** Start EXTRACTED TEXT **

Leaders lead through questions.

Farnam Street published a post about the art and science of asking better questions. The post includes some good tips on how about asking great questions, so be sure to check it out after you are done here.

Anyway, this got me thinking…

I like listening to interviews of any kind. Ever since I was a kid I like to watch and listen to the post-game interviews of sports events like the NBA Finals or the Super Bowl. Sometimes it is repetitive, but listening to these interviews helped me understand what makes a good interviewer. It also helps me understand how to ask and when to ask questions.

I also watched late shows like Jay Leno, David Letterman, Conan, etc. And also watch Charlie Rose every now and then. I like watching them because they are in the business of getting people to talk.

** End EXTRACTED TEXT **
** Start DATA RECORDS **

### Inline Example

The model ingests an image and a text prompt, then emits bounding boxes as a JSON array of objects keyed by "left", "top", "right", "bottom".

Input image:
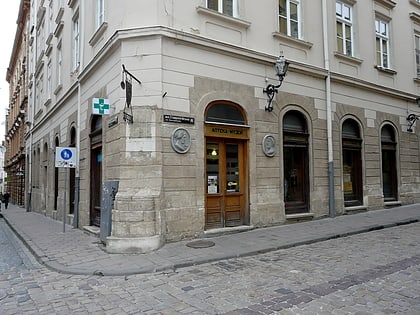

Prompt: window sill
[
  {"left": 375, "top": 65, "right": 397, "bottom": 75},
  {"left": 273, "top": 32, "right": 314, "bottom": 49},
  {"left": 196, "top": 6, "right": 251, "bottom": 29},
  {"left": 89, "top": 22, "right": 108, "bottom": 46},
  {"left": 334, "top": 51, "right": 363, "bottom": 65},
  {"left": 344, "top": 206, "right": 367, "bottom": 214}
]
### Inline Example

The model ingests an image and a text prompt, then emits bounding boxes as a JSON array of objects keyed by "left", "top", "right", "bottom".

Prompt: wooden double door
[{"left": 205, "top": 137, "right": 248, "bottom": 229}]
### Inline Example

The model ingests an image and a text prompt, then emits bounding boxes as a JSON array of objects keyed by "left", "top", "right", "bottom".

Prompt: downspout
[
  {"left": 322, "top": 0, "right": 335, "bottom": 218},
  {"left": 73, "top": 0, "right": 85, "bottom": 228}
]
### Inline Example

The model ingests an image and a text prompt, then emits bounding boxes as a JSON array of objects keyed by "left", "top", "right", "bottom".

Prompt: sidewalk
[{"left": 0, "top": 204, "right": 420, "bottom": 275}]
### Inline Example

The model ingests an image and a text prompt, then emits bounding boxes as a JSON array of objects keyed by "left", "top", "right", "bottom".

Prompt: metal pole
[{"left": 63, "top": 167, "right": 68, "bottom": 233}]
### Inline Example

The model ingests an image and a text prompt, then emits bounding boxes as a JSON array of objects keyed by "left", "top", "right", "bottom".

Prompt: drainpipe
[
  {"left": 70, "top": 0, "right": 85, "bottom": 228},
  {"left": 322, "top": 0, "right": 335, "bottom": 218}
]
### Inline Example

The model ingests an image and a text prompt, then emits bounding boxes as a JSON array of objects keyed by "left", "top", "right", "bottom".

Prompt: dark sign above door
[{"left": 163, "top": 115, "right": 195, "bottom": 125}]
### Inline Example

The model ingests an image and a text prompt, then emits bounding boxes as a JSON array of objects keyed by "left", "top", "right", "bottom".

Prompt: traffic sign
[{"left": 55, "top": 147, "right": 77, "bottom": 168}]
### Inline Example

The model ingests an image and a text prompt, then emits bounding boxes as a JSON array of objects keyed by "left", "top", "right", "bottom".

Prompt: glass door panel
[
  {"left": 226, "top": 143, "right": 239, "bottom": 192},
  {"left": 206, "top": 142, "right": 220, "bottom": 194}
]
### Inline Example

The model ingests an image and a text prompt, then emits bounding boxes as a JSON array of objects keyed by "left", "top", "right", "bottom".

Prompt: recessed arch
[
  {"left": 381, "top": 124, "right": 398, "bottom": 202},
  {"left": 89, "top": 115, "right": 103, "bottom": 227},
  {"left": 282, "top": 109, "right": 310, "bottom": 215},
  {"left": 204, "top": 101, "right": 249, "bottom": 229}
]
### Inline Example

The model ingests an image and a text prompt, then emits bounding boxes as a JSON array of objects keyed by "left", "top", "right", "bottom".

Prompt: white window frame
[
  {"left": 47, "top": 1, "right": 54, "bottom": 35},
  {"left": 375, "top": 17, "right": 391, "bottom": 69},
  {"left": 206, "top": 0, "right": 239, "bottom": 18},
  {"left": 47, "top": 59, "right": 52, "bottom": 100},
  {"left": 72, "top": 14, "right": 80, "bottom": 71},
  {"left": 414, "top": 34, "right": 420, "bottom": 79},
  {"left": 96, "top": 0, "right": 105, "bottom": 29},
  {"left": 278, "top": 0, "right": 302, "bottom": 39},
  {"left": 335, "top": 1, "right": 354, "bottom": 57}
]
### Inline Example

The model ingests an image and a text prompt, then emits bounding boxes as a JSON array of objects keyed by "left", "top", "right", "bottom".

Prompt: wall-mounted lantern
[{"left": 407, "top": 114, "right": 420, "bottom": 132}]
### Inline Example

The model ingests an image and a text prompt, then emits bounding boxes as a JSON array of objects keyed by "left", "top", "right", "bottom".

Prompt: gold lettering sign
[{"left": 205, "top": 125, "right": 248, "bottom": 139}]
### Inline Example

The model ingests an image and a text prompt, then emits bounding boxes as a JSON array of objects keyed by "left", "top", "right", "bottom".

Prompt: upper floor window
[
  {"left": 335, "top": 1, "right": 353, "bottom": 56},
  {"left": 96, "top": 0, "right": 105, "bottom": 28},
  {"left": 279, "top": 0, "right": 301, "bottom": 38},
  {"left": 414, "top": 34, "right": 420, "bottom": 78},
  {"left": 47, "top": 1, "right": 54, "bottom": 35},
  {"left": 375, "top": 18, "right": 390, "bottom": 68},
  {"left": 207, "top": 0, "right": 239, "bottom": 17},
  {"left": 72, "top": 16, "right": 80, "bottom": 70}
]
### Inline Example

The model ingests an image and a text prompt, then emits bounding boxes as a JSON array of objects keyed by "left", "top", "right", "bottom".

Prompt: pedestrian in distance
[{"left": 3, "top": 191, "right": 10, "bottom": 209}]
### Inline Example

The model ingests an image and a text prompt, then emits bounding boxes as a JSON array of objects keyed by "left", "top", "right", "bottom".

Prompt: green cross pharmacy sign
[{"left": 92, "top": 98, "right": 110, "bottom": 115}]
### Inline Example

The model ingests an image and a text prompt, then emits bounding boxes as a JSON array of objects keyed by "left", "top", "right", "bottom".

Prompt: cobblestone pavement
[{"left": 0, "top": 220, "right": 420, "bottom": 315}]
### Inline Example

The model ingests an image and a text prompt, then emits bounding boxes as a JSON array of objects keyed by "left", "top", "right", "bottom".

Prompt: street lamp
[{"left": 263, "top": 54, "right": 289, "bottom": 112}]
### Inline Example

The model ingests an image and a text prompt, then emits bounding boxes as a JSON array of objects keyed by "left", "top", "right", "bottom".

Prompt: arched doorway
[
  {"left": 205, "top": 102, "right": 249, "bottom": 229},
  {"left": 381, "top": 125, "right": 398, "bottom": 202},
  {"left": 90, "top": 115, "right": 102, "bottom": 226},
  {"left": 283, "top": 110, "right": 309, "bottom": 215},
  {"left": 342, "top": 119, "right": 363, "bottom": 207}
]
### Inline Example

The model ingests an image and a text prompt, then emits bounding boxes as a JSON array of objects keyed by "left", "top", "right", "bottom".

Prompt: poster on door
[{"left": 207, "top": 175, "right": 217, "bottom": 194}]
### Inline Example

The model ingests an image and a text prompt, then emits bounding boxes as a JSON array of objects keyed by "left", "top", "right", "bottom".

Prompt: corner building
[{"left": 26, "top": 0, "right": 420, "bottom": 252}]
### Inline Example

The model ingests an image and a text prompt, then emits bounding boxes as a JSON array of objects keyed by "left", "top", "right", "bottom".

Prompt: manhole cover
[{"left": 187, "top": 240, "right": 214, "bottom": 248}]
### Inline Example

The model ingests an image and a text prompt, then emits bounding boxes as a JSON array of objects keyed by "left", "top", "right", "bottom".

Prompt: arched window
[
  {"left": 283, "top": 110, "right": 309, "bottom": 214},
  {"left": 342, "top": 119, "right": 363, "bottom": 207},
  {"left": 381, "top": 125, "right": 398, "bottom": 202}
]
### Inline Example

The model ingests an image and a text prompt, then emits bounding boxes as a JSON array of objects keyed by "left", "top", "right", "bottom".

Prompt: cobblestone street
[{"left": 0, "top": 219, "right": 420, "bottom": 315}]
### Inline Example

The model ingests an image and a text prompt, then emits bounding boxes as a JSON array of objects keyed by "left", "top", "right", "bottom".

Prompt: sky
[{"left": 0, "top": 0, "right": 20, "bottom": 144}]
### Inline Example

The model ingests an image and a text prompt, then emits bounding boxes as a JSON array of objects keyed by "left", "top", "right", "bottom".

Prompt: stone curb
[{"left": 0, "top": 213, "right": 420, "bottom": 276}]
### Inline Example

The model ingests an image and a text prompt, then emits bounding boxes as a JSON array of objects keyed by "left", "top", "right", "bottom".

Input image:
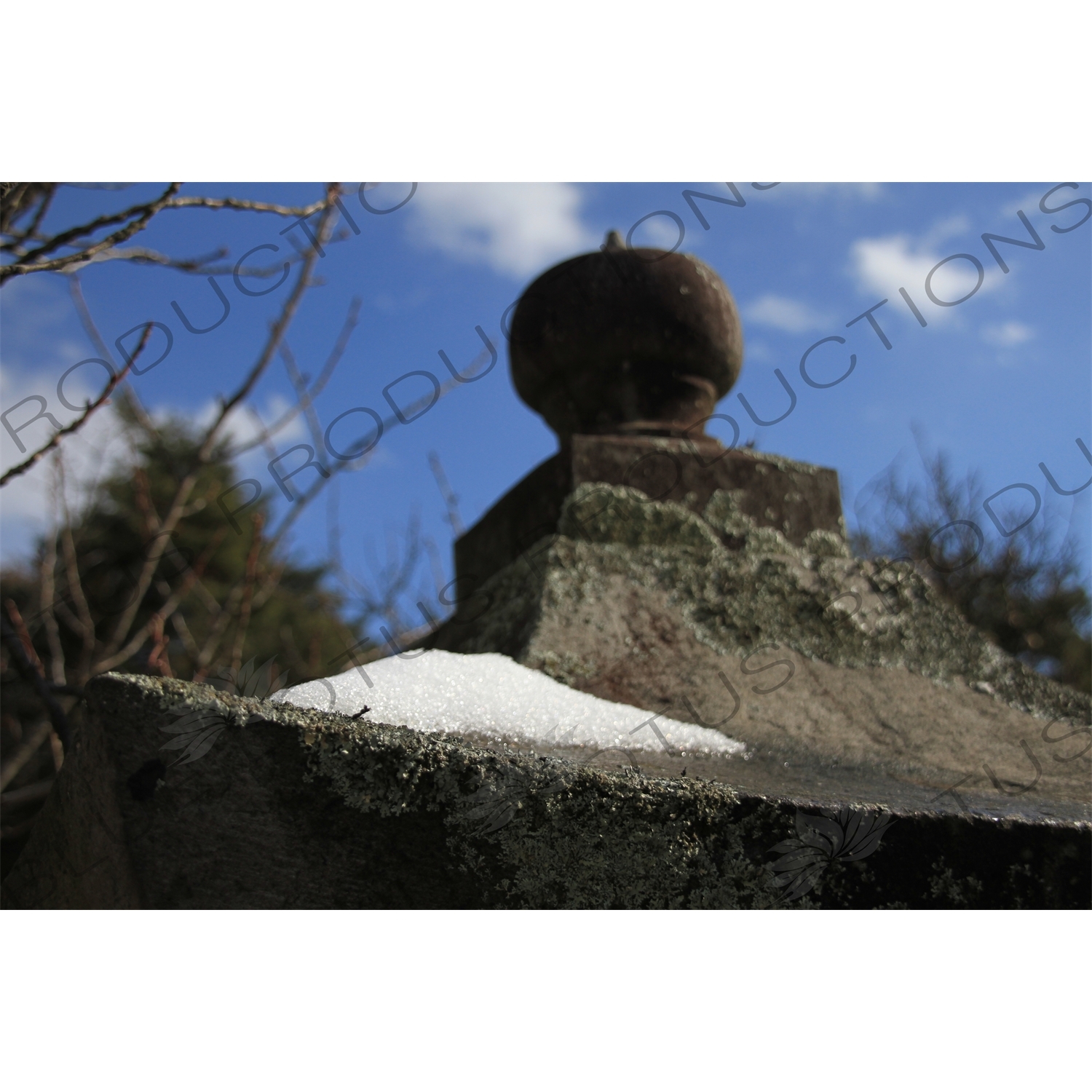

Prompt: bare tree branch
[
  {"left": 93, "top": 183, "right": 340, "bottom": 674},
  {"left": 0, "top": 323, "right": 153, "bottom": 488},
  {"left": 0, "top": 183, "right": 181, "bottom": 284}
]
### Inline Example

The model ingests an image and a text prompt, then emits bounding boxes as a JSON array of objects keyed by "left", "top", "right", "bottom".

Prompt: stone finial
[{"left": 509, "top": 232, "right": 743, "bottom": 443}]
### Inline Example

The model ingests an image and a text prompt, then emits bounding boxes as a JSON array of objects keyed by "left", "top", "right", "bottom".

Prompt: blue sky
[{"left": 0, "top": 181, "right": 1092, "bottom": 620}]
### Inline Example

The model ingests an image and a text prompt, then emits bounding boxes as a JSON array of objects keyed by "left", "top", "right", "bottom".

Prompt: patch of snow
[{"left": 272, "top": 650, "right": 746, "bottom": 755}]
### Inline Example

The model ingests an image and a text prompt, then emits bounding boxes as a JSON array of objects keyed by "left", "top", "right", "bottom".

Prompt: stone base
[
  {"left": 456, "top": 436, "right": 844, "bottom": 602},
  {"left": 2, "top": 675, "right": 1092, "bottom": 909}
]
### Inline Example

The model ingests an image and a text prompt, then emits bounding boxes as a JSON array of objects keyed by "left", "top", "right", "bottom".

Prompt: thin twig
[
  {"left": 0, "top": 183, "right": 181, "bottom": 283},
  {"left": 0, "top": 323, "right": 153, "bottom": 488},
  {"left": 95, "top": 183, "right": 340, "bottom": 673},
  {"left": 0, "top": 615, "right": 72, "bottom": 749},
  {"left": 0, "top": 721, "right": 54, "bottom": 791}
]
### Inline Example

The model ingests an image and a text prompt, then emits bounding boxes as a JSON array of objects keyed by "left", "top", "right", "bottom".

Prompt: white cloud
[
  {"left": 850, "top": 216, "right": 1002, "bottom": 318},
  {"left": 982, "top": 323, "right": 1035, "bottom": 349},
  {"left": 743, "top": 293, "right": 830, "bottom": 334},
  {"left": 408, "top": 183, "right": 598, "bottom": 281}
]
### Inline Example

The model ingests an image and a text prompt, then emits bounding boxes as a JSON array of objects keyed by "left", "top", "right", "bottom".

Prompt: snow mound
[{"left": 272, "top": 650, "right": 746, "bottom": 755}]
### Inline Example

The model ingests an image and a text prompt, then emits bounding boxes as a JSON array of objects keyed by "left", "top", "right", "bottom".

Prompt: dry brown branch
[
  {"left": 66, "top": 273, "right": 159, "bottom": 437},
  {"left": 0, "top": 721, "right": 54, "bottom": 790},
  {"left": 93, "top": 183, "right": 340, "bottom": 674},
  {"left": 428, "top": 451, "right": 465, "bottom": 539},
  {"left": 0, "top": 614, "right": 72, "bottom": 747},
  {"left": 231, "top": 298, "right": 360, "bottom": 459},
  {"left": 0, "top": 323, "right": 153, "bottom": 488},
  {"left": 0, "top": 778, "right": 54, "bottom": 808},
  {"left": 166, "top": 196, "right": 327, "bottom": 220},
  {"left": 0, "top": 183, "right": 181, "bottom": 284},
  {"left": 4, "top": 600, "right": 46, "bottom": 675},
  {"left": 232, "top": 513, "right": 266, "bottom": 678}
]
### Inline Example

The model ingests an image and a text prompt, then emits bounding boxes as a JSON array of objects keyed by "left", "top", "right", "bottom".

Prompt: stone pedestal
[{"left": 456, "top": 435, "right": 844, "bottom": 603}]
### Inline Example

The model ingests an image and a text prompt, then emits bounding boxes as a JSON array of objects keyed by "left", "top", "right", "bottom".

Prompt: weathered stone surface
[
  {"left": 4, "top": 675, "right": 1092, "bottom": 909},
  {"left": 423, "top": 485, "right": 1092, "bottom": 821},
  {"left": 456, "top": 436, "right": 843, "bottom": 602},
  {"left": 509, "top": 233, "right": 743, "bottom": 443}
]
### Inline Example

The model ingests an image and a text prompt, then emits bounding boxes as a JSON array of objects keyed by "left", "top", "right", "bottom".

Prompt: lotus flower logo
[
  {"left": 767, "top": 807, "right": 895, "bottom": 902},
  {"left": 159, "top": 657, "right": 288, "bottom": 766}
]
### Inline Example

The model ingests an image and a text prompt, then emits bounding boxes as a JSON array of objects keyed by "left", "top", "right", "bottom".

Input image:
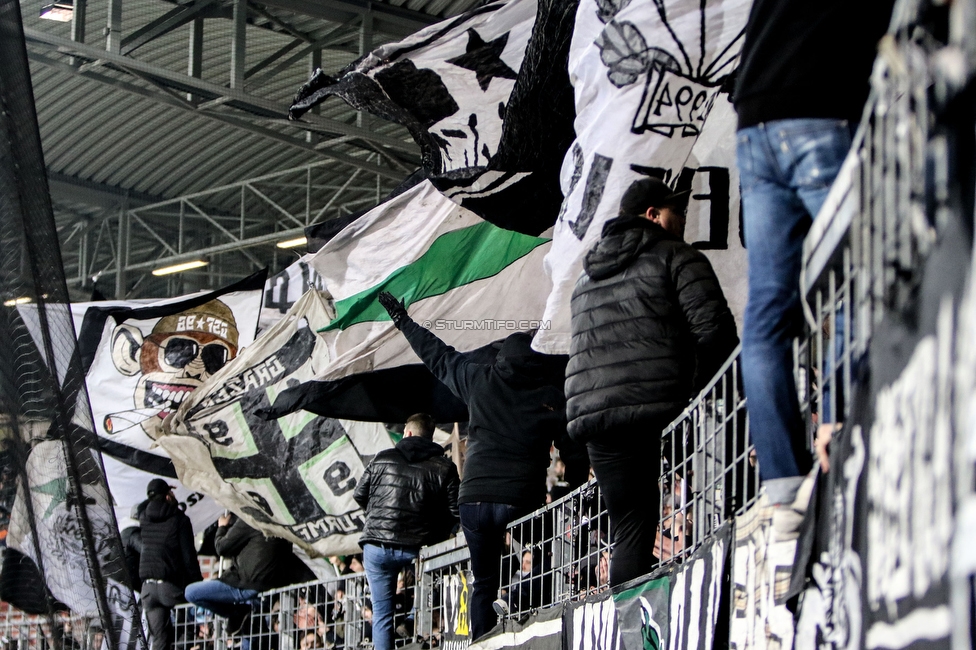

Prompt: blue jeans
[
  {"left": 458, "top": 501, "right": 531, "bottom": 640},
  {"left": 736, "top": 119, "right": 853, "bottom": 492},
  {"left": 184, "top": 580, "right": 259, "bottom": 619},
  {"left": 363, "top": 542, "right": 420, "bottom": 650}
]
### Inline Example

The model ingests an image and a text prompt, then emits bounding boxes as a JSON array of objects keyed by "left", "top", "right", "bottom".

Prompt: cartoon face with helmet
[{"left": 104, "top": 300, "right": 238, "bottom": 438}]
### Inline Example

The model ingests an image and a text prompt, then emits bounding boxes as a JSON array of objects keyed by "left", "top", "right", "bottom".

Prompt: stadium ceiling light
[
  {"left": 41, "top": 0, "right": 75, "bottom": 23},
  {"left": 277, "top": 237, "right": 308, "bottom": 248},
  {"left": 153, "top": 260, "right": 209, "bottom": 275}
]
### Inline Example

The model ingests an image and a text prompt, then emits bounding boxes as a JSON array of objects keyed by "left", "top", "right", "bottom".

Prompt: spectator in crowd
[
  {"left": 393, "top": 567, "right": 417, "bottom": 638},
  {"left": 186, "top": 514, "right": 315, "bottom": 634},
  {"left": 566, "top": 178, "right": 738, "bottom": 585},
  {"left": 119, "top": 501, "right": 149, "bottom": 593},
  {"left": 379, "top": 292, "right": 566, "bottom": 639},
  {"left": 734, "top": 0, "right": 893, "bottom": 533},
  {"left": 353, "top": 413, "right": 460, "bottom": 650},
  {"left": 349, "top": 553, "right": 366, "bottom": 573},
  {"left": 139, "top": 478, "right": 203, "bottom": 650}
]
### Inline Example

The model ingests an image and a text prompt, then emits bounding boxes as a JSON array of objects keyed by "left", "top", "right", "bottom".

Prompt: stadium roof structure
[{"left": 21, "top": 0, "right": 480, "bottom": 300}]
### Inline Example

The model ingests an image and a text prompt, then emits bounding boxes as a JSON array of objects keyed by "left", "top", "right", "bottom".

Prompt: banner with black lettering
[
  {"left": 729, "top": 493, "right": 796, "bottom": 650},
  {"left": 668, "top": 523, "right": 732, "bottom": 650},
  {"left": 158, "top": 290, "right": 393, "bottom": 555},
  {"left": 534, "top": 0, "right": 752, "bottom": 354},
  {"left": 71, "top": 271, "right": 266, "bottom": 532},
  {"left": 258, "top": 256, "right": 333, "bottom": 332}
]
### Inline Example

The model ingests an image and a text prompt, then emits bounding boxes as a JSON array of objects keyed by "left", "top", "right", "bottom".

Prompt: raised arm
[{"left": 379, "top": 291, "right": 478, "bottom": 403}]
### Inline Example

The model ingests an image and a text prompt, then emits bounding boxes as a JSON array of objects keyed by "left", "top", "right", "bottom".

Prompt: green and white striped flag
[{"left": 307, "top": 181, "right": 550, "bottom": 380}]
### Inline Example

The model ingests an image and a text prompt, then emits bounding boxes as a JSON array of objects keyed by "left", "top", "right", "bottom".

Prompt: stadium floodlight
[
  {"left": 153, "top": 260, "right": 210, "bottom": 275},
  {"left": 277, "top": 237, "right": 308, "bottom": 248},
  {"left": 41, "top": 0, "right": 75, "bottom": 23}
]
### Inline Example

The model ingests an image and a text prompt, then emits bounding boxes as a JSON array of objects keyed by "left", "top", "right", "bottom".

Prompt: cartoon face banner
[
  {"left": 72, "top": 274, "right": 264, "bottom": 531},
  {"left": 159, "top": 291, "right": 392, "bottom": 555},
  {"left": 534, "top": 0, "right": 751, "bottom": 354}
]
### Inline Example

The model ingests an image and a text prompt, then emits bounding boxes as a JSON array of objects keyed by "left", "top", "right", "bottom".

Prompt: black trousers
[
  {"left": 142, "top": 580, "right": 186, "bottom": 650},
  {"left": 586, "top": 426, "right": 661, "bottom": 586}
]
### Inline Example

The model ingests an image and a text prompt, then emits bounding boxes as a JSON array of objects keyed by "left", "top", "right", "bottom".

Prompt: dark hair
[{"left": 404, "top": 413, "right": 435, "bottom": 440}]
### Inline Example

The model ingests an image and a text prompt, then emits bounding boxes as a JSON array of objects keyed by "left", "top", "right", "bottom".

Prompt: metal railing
[
  {"left": 414, "top": 2, "right": 972, "bottom": 632},
  {"left": 500, "top": 481, "right": 610, "bottom": 616},
  {"left": 414, "top": 533, "right": 472, "bottom": 648}
]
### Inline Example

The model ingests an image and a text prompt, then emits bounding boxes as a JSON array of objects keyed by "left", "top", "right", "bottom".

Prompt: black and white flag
[
  {"left": 533, "top": 0, "right": 751, "bottom": 354},
  {"left": 289, "top": 0, "right": 578, "bottom": 235},
  {"left": 71, "top": 272, "right": 265, "bottom": 532}
]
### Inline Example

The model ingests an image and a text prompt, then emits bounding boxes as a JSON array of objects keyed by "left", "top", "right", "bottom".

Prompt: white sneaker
[{"left": 773, "top": 468, "right": 819, "bottom": 542}]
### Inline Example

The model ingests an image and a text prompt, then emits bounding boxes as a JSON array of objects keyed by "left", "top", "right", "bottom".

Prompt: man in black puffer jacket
[
  {"left": 353, "top": 413, "right": 460, "bottom": 650},
  {"left": 139, "top": 478, "right": 202, "bottom": 650},
  {"left": 186, "top": 514, "right": 315, "bottom": 634},
  {"left": 566, "top": 178, "right": 738, "bottom": 585},
  {"left": 368, "top": 302, "right": 566, "bottom": 639}
]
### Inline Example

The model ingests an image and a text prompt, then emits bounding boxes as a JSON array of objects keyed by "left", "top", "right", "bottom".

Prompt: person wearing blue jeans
[
  {"left": 186, "top": 580, "right": 261, "bottom": 621},
  {"left": 186, "top": 514, "right": 315, "bottom": 640},
  {"left": 353, "top": 413, "right": 461, "bottom": 650},
  {"left": 733, "top": 0, "right": 893, "bottom": 511},
  {"left": 363, "top": 543, "right": 420, "bottom": 650}
]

** End DATA RECORDS **

**TASKS FOR THIS EXERCISE:**
(1) Please return the part of the passage on asking questions between "I also watched" and "people to talk.", inclusive, word for word.
(2) According to the passage on asking questions, which site published a post about the art and science of asking better questions?
(3) Write what comes next in the passage on asking questions, picking up after its final sentence.

**RESPONSES PER TASK:**
(1)
I also watched late shows like Jay Leno, David Letterman, Conan, etc. And also watch Charlie Rose every now and then. I like watching them because they are in the business of getting people to talk.

(2) Farnam Street

(3)
There are all kinds of questions. From sports, business, life, etc. And as a leader, having that arsenal in your head is very potent because…

If you want to lead, you need to re-frame

For innovators and leaders who want to unleash innovation inside their companies, developing the ability to ask great questions is imperative. To be able to re-frame a problem in a way that sparks different answers is a very valuable skill. And, it is probably one of the most difficult skills to master. Of course, for innovators it all starts with the known suspects: “why”, “why not” and “what if”.

But, there are more specific questions we can ask. And, even more profound ones.

For example, here are 46 Questions to help innovators know what customers want. These were taken from the table of contents from Tony Ulwick’s book What Customers Want:

Formulating Innovation Strategy

1. Who Is the Target of Value Creation and How Should It Be Achieved?
2. What Types of Innovation Are Possible?
3. What Growth Options Should Be Considered?
4. Where in the Value Chain Should We Focus to Maximize Value Creation?
5. How Do We Handle Multiple Constituents with Potentially Conflicting Outcomes?

Capture Customer Inputs

6. Why Should Companies Gather Customer Requirements?
7. What Three Issues Plague the Requirements-Gathering Process?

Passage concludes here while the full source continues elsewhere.